── EXCERPT PROVIDED ──

I wonder if predictive timeouts are common

chicken_li · March 31, 2024, 5:34am

My team submitted it several times and failed without exception. The message tells me Timeout while making a prediction, but I’m pretty sure on my computer they predicted it very quickly. I tried quantifying the model to 4 bits, but I still got a timeout error. If no offense is taken, I would like to get a specific reason for the predicted timeouts.

chicken_li · March 31, 2024, 5:43am

What’s more, I can understand the failure submissions will increase the burden on the platform, but I have to say this is unfair. We make many failure submissions because the package version cannot be found, and we have to modify the requirements.txt over and over again. But to be honesty, each version of the requirements.txt can install the packages in out devices perfectly. It seems that we have no any other way to test our solutions before submission, but only using the system for debugging over and over again. I think this is depressing .

───
── ENTRIES SUPPLIED ──

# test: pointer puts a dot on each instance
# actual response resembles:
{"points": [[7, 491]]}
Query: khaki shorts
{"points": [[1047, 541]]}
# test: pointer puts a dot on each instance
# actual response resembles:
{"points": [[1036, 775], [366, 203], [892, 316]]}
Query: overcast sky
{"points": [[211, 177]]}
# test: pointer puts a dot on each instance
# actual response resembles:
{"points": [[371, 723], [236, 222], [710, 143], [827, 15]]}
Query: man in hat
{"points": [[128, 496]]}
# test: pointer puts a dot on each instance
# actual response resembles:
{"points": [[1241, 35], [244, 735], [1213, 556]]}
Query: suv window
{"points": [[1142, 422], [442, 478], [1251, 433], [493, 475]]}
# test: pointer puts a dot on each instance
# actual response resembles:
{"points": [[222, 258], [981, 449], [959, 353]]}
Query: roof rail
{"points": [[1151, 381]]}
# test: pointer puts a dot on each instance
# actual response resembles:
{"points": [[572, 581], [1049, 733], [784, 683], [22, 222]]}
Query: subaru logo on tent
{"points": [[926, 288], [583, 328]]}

───
── ENTRIES SUPPLIED ──

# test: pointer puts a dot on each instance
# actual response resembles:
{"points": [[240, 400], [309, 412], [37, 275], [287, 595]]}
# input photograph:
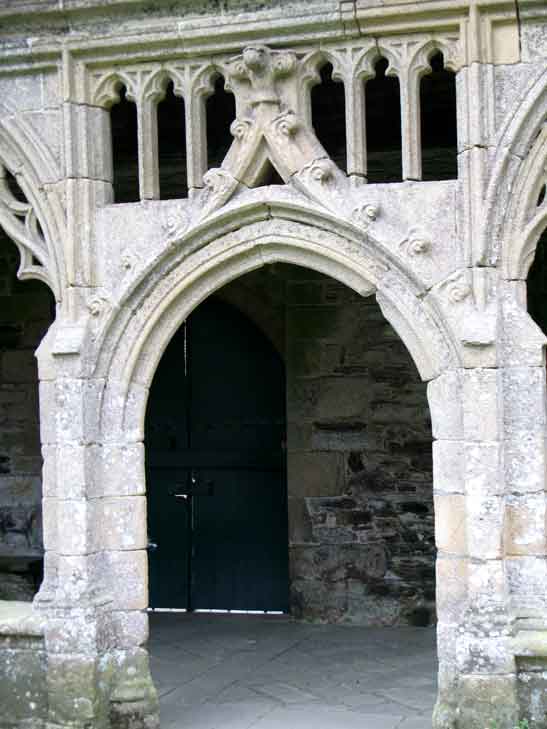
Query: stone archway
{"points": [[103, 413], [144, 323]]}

───
── ENTRIES SUPPLIED ──

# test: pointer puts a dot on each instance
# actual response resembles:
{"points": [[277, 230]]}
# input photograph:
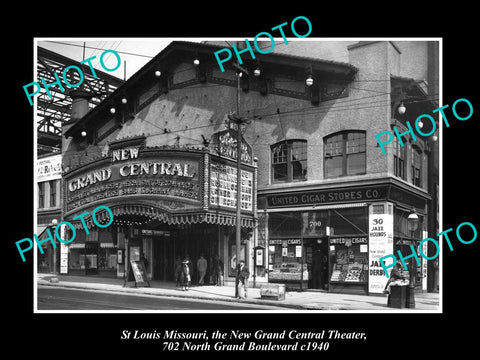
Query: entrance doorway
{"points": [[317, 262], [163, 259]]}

───

:: REQUIRED WORK ::
In the forum thread on prediction timeouts, which file did the team keep modifying because a package version could not be found? The material is independent of the forum thread on prediction timeouts.

:: EXPECTED OUTPUT ::
requirements.txt